AIM:
Copy the lines from the line with "--find children's book with cat cover" to the line with "(907, 27), (961, 81)", both included, exactly as they appear.

Excerpt from a dataset
---

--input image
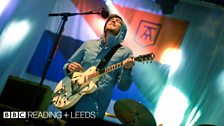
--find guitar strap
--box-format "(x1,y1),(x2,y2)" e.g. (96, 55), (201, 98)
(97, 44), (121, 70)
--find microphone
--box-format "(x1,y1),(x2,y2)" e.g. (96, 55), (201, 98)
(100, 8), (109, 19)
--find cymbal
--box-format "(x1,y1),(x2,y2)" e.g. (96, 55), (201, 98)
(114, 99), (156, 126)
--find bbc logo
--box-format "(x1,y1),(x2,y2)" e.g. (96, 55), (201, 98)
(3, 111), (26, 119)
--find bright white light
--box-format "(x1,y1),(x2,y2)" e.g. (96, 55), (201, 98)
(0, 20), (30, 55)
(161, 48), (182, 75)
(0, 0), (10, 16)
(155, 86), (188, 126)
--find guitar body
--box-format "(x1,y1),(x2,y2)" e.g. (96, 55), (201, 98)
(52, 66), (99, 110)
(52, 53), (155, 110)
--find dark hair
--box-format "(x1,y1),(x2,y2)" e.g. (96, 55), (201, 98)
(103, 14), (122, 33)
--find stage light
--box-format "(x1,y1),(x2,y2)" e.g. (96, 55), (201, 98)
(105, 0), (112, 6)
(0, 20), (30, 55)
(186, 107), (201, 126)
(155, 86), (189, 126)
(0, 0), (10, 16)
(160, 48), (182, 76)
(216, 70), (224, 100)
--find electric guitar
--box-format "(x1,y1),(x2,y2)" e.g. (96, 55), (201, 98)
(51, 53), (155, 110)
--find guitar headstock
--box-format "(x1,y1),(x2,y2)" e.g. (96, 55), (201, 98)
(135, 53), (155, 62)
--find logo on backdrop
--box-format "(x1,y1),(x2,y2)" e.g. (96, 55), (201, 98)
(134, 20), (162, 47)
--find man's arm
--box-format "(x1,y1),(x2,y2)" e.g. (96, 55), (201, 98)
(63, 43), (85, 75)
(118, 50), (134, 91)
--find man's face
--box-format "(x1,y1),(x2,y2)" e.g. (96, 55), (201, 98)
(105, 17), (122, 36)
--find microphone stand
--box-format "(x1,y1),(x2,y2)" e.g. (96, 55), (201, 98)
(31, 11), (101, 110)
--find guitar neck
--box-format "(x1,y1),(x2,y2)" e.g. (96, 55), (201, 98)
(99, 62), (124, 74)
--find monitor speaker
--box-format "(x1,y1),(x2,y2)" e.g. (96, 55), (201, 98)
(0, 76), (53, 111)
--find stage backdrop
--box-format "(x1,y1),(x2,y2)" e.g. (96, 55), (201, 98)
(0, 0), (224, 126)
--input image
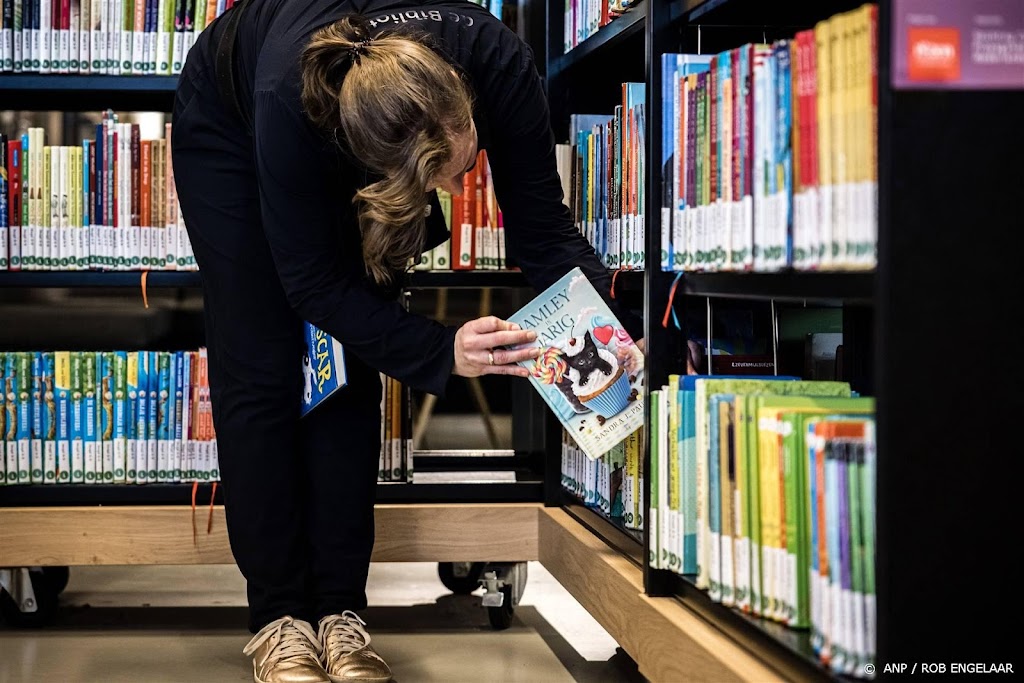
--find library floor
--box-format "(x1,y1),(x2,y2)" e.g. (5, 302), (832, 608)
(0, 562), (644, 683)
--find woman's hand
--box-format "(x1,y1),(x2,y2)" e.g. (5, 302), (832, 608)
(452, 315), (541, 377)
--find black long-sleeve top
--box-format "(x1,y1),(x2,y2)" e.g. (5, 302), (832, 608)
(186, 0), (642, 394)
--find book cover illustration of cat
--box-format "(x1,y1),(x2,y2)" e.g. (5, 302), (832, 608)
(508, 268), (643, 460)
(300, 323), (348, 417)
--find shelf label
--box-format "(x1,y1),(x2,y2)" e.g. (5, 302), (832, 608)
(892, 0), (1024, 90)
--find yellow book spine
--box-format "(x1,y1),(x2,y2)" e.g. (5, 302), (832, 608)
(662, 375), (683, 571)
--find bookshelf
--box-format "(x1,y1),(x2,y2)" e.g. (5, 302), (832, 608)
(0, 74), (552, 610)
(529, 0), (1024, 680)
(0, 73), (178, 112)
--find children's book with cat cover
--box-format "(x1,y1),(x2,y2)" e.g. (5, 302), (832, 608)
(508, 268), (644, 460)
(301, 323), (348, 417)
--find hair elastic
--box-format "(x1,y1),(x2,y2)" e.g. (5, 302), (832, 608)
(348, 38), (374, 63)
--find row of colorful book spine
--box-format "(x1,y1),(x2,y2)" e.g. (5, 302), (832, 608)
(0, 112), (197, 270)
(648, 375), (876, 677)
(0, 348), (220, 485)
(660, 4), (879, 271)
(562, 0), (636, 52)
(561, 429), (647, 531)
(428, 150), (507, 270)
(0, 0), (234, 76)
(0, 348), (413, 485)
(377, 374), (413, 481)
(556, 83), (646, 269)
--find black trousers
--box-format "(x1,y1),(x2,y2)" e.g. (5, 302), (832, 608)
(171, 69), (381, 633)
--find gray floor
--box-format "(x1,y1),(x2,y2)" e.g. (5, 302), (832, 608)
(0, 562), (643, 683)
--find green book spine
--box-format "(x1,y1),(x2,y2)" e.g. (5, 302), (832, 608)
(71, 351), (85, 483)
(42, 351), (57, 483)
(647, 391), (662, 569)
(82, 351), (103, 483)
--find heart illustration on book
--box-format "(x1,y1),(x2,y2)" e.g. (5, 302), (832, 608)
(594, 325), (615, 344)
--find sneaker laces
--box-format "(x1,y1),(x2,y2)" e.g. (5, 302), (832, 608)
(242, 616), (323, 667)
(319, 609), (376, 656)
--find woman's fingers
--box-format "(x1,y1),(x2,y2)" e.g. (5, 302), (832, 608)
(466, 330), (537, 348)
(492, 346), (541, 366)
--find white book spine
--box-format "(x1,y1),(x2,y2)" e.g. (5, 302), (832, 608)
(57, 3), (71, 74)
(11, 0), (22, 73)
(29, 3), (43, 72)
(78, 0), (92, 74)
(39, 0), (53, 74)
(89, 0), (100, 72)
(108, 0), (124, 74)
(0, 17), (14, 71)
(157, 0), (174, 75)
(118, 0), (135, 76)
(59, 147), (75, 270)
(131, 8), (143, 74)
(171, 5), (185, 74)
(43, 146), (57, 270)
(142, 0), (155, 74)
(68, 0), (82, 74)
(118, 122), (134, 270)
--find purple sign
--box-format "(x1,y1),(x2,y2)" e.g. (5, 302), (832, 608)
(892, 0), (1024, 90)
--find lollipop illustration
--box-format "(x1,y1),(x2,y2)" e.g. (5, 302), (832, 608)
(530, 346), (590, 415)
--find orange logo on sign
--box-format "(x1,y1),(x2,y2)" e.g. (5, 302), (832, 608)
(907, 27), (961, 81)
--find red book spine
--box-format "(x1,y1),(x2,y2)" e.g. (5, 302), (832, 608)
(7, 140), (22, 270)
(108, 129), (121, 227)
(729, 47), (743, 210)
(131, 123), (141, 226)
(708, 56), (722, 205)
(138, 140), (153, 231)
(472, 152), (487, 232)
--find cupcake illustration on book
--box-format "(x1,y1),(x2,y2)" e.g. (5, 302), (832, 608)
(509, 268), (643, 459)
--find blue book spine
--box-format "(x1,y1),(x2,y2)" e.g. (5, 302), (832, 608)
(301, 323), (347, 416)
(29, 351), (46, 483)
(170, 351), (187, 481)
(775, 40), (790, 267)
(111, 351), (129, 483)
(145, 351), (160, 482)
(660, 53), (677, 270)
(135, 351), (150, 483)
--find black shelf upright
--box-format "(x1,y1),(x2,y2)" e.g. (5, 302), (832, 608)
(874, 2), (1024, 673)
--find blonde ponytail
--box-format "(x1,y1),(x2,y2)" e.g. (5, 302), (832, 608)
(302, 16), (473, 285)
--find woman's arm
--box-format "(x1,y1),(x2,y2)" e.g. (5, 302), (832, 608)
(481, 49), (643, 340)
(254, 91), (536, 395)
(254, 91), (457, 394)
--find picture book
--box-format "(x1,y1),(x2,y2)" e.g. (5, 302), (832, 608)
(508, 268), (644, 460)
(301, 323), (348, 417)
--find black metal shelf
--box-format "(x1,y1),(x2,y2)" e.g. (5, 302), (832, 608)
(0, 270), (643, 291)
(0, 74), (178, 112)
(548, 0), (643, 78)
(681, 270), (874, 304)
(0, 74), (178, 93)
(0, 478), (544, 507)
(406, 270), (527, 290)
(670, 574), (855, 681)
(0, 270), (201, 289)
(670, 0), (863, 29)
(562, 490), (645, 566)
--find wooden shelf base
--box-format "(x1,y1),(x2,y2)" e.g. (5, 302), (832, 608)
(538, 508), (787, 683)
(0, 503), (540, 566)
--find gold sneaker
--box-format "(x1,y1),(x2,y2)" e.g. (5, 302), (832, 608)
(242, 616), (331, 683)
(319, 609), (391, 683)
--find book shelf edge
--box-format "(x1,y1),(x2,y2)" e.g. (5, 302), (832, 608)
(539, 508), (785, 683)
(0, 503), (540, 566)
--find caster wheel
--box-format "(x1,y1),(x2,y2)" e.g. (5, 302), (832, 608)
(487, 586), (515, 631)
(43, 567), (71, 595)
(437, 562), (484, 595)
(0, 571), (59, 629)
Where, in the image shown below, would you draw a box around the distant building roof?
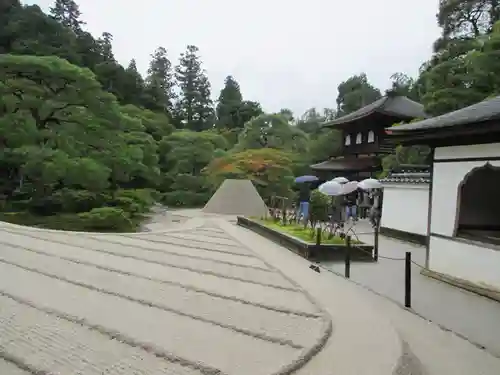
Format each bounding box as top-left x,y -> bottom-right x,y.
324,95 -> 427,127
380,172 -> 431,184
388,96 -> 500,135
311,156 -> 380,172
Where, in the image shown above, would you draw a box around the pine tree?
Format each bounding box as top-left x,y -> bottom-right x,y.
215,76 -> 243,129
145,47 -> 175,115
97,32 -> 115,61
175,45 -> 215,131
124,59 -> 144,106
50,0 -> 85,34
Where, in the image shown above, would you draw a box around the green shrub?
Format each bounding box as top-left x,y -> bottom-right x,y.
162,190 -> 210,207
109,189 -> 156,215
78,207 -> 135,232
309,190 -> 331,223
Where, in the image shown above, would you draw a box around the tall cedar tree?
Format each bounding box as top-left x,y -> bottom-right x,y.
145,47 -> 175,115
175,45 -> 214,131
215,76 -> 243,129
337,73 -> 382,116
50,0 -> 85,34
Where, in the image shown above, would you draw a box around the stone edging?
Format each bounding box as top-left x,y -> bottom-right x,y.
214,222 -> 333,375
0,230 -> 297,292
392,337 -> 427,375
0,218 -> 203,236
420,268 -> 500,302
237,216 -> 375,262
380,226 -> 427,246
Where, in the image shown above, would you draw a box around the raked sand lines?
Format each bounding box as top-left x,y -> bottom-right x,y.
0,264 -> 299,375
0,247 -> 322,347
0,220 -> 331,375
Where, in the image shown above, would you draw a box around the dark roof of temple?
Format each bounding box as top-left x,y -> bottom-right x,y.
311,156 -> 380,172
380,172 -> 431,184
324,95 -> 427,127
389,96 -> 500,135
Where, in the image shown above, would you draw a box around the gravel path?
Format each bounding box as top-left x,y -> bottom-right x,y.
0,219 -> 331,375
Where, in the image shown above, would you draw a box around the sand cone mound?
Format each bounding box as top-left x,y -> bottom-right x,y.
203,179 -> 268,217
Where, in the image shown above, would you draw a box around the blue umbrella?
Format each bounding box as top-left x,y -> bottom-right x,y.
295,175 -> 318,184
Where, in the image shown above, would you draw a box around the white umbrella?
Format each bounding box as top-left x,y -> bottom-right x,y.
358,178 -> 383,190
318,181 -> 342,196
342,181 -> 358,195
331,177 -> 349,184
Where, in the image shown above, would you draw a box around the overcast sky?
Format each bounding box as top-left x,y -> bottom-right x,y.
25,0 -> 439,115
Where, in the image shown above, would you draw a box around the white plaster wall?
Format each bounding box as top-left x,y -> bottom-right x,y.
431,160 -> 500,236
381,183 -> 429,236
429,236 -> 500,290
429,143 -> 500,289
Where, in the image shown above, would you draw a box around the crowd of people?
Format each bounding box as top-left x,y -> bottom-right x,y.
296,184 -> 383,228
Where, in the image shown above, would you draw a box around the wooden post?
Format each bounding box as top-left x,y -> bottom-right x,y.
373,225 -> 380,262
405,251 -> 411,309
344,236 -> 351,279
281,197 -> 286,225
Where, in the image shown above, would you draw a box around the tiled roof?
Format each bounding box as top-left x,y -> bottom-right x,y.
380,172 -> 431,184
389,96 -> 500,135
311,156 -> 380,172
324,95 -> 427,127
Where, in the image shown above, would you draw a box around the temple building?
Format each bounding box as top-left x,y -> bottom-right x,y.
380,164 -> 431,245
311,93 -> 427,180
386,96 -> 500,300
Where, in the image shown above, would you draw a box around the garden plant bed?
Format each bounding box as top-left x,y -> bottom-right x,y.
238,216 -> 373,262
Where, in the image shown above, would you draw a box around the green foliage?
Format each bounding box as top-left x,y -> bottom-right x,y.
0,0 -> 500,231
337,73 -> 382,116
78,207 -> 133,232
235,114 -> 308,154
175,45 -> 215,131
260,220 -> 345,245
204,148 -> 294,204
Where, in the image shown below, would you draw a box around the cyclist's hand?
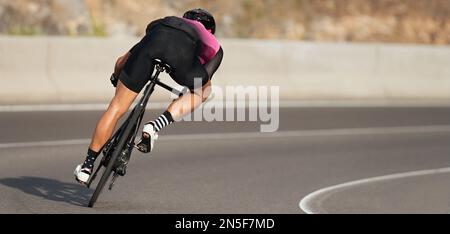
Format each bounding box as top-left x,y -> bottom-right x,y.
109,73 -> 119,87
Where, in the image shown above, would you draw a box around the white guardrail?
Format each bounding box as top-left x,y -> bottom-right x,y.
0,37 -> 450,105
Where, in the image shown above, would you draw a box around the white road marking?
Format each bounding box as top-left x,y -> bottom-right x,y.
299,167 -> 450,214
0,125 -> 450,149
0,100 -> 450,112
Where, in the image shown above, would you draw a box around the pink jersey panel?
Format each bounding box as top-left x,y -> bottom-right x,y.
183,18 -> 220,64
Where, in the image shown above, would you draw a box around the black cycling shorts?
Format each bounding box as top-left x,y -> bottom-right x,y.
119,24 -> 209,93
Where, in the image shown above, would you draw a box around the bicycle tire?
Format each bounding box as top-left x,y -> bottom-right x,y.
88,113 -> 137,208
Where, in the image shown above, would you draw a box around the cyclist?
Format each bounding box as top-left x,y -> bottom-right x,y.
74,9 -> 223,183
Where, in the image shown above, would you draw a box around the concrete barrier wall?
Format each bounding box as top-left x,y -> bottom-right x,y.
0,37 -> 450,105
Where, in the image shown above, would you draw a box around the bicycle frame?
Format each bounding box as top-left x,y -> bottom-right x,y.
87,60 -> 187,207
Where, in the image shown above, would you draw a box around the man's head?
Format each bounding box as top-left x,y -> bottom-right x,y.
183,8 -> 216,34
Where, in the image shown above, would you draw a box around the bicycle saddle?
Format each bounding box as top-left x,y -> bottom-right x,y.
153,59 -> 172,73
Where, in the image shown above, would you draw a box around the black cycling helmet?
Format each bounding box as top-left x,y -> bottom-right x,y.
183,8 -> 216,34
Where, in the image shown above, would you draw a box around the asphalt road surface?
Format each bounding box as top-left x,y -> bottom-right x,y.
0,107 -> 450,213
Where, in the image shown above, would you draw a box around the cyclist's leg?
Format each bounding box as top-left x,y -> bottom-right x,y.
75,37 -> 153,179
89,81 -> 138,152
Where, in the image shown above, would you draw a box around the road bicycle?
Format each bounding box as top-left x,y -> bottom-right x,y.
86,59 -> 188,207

---

EXPECTED ANSWER:
--find children's book with cat cover
--box-format "(x1,y1),(x2,y2)" e.g. (5, 302), (832, 608)
(508, 268), (644, 460)
(301, 323), (348, 417)
--find hair elastic
--box-format "(x1,y1),(x2,y2)" e.g. (5, 302), (832, 608)
(348, 38), (374, 63)
--find row of colorful book spine
--box-format "(x1,y1),(x2,y2)" e.g. (5, 302), (832, 608)
(0, 112), (197, 270)
(648, 375), (876, 677)
(0, 348), (220, 485)
(660, 4), (879, 271)
(562, 0), (636, 52)
(561, 429), (647, 531)
(428, 150), (507, 270)
(0, 0), (234, 76)
(0, 348), (413, 485)
(377, 374), (413, 481)
(556, 83), (646, 269)
--find black trousers
--box-format "(x1,y1),(x2,y2)" e.g. (5, 302), (832, 608)
(171, 69), (381, 633)
--find gray floor
--box-format "(x1,y1),(x2,y2)" e.g. (5, 302), (832, 608)
(0, 562), (643, 683)
--find green book spine
--box-format "(x1,y1),(x2,y2)" e.g. (5, 302), (832, 608)
(71, 351), (85, 483)
(42, 351), (57, 483)
(647, 391), (662, 569)
(82, 351), (103, 483)
--find heart illustration on book
--box-format "(x1,y1),(x2,y2)" e.g. (5, 302), (832, 608)
(594, 325), (615, 344)
--find sneaker laces
--box-format "(x1,y1),(x2,y2)" e.g. (5, 302), (832, 608)
(242, 616), (323, 667)
(319, 609), (376, 656)
--find woman's fingers
--box-format "(x1,y1),(x2,y2)" e.g. (5, 302), (832, 608)
(466, 330), (537, 348)
(492, 346), (541, 366)
--find white book spine
--box-format "(x1,y1),(x2,y2)" e.g. (5, 302), (832, 608)
(57, 3), (71, 74)
(11, 0), (22, 73)
(29, 3), (43, 72)
(78, 0), (92, 74)
(39, 0), (53, 74)
(89, 0), (100, 72)
(108, 0), (124, 74)
(0, 17), (14, 71)
(157, 0), (174, 75)
(118, 0), (135, 76)
(59, 147), (75, 270)
(131, 8), (143, 74)
(171, 5), (185, 74)
(43, 146), (57, 270)
(142, 0), (155, 74)
(68, 0), (82, 74)
(118, 122), (134, 270)
--find purple sign
--box-format "(x1,y1),(x2,y2)" e.g. (5, 302), (832, 608)
(892, 0), (1024, 90)
--find lollipop illustration
--box-format "(x1,y1),(x2,y2)" e.g. (5, 302), (832, 608)
(530, 346), (590, 415)
--find orange logo on sign
--box-format "(x1,y1),(x2,y2)" e.g. (5, 302), (832, 608)
(907, 27), (961, 81)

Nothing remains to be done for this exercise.